• Written instruction A: Summarize the passage on the baseball card bubble in two sentences.

───── Source passage ─────

In the 1980s and early 1990s, baseball cards became a popular investment. Prices increased to unsustainable levels, creating what we now call the baseball card bubble. And then, in 1993-1994, the bubble burst. The baseball card market crash affected some cards more than others but the overall effect was severe.
Here’s what happened and why.
What attracted investors
The 1980s were a weird time. In 1987, the stock market crashed. The bond market had its own problems, being flooded with so-called “junk bonds” that paid high interest, but carried considerable risk. So investors turned to collectibles, hoping to find a suitable alternative. Sports cards, especially baseball cards, became a hot investment.
Baseball card companies were happy to oblige. Rookie cards of young star players like Don Mattingly, Dwight Gooden, Roger Clemens, Jose Canseco, Rafael Palmeiro, and Ken Griffey Jr became prized possessions, worth tens or even hundreds of dollars. In the late 1980s, I even heard of investors buying up large quantities of 1987 Topps Brett Saberhagen cards because they couldn’t secure large enough quantities of his 1985 Topps rookie card.
No, I am not making that part up. You can decide whether the prevalence of cocaine usage in the 1980s and the hoarding of Bret Saberhagen’s third-year cards were related.
The baseball card industry boomed. Baseball card shops popped up all over the place. Card shows became a regular event, as big and as common as gun shows. Even small towns had a couple of card shows per year.
My seventh-grade teacher warned us this was a bubble. A whole bunch of us had to learn it on our own. At least I could use age and inexperience as an excuse, but plenty of adults fell for it too. I was perfectly content to have one 1987 Topps Bret Saberhagen card.
It’s hard to point at one single thing that caused the baseball card bubble to burst, but I think I know the biggest factor. The rest just kept it from blowing again.
The strike of 1994
In 1994, baseball players went on strike, and the commissioner had to cancel the World Series. Sports fans had a hard time feeling sorry for athletes who made a minimum of $100,000 a year, and an average salary approaching a million a year. Among the general population at the time, the average salary was $23,753.
Before the strike, even casual baseball fans collected cards. They had a price guide and used it to track card prices, even on a monthly or biweekly basis. They were buying cards on a regular basis, then using the guides to try to trade cards for a profit. A profit on paper, at least.
After the strike, the number of fans dropped. The number of fans who collected cards dropped even more. The number of people who wanted a 1985 Topps complete set plummeted almost overnight, and that undersupply of 1985 Topps Bret Saberhagen cards turned into an oversupply. Today you can buy any 1980s card set for less than it cost in 1989.
The PED scandal
In 1998, Mark McGwire and Sammy Sosa launched a challenge to Roger Maris’ 1961 record of 61 home runs in a single season. Their chase for 62 home runs revived interest in baseball. McGwire hit 70 home runs that year and Sosa hit 66.

───── Available data ─────

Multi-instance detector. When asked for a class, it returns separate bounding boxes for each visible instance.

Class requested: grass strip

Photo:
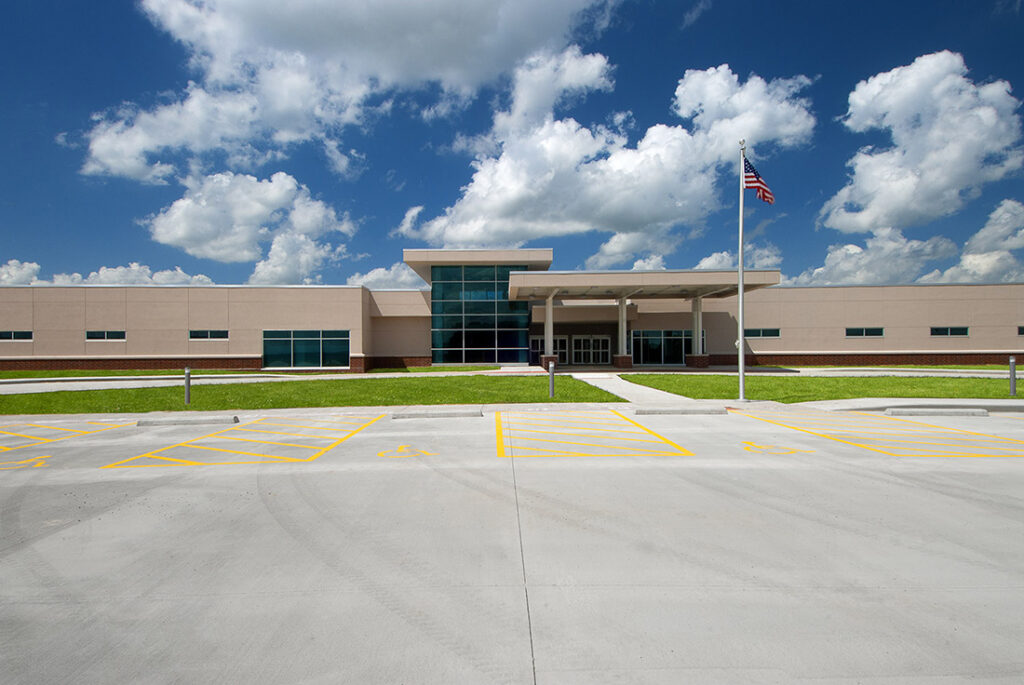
[623,374,1011,403]
[0,376,623,414]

─────

• Written instruction B: Gather every line of the rows that contains the word "bounding".

• Written response A: In the 1980s and early 1990s, investors turned to collectibles after the 1987 stock market crash, and baseball cards became a popular investment whose prices rose to unsustainable levels. The bubble burst in 1993-1994, and after the 1994 players' strike the number of fans and card collectors dropped, turning an undersupply of cards into an oversupply.

• Written response B:
Multi-instance detector. When asked for a class, it returns separate bounding boxes for each visible instance.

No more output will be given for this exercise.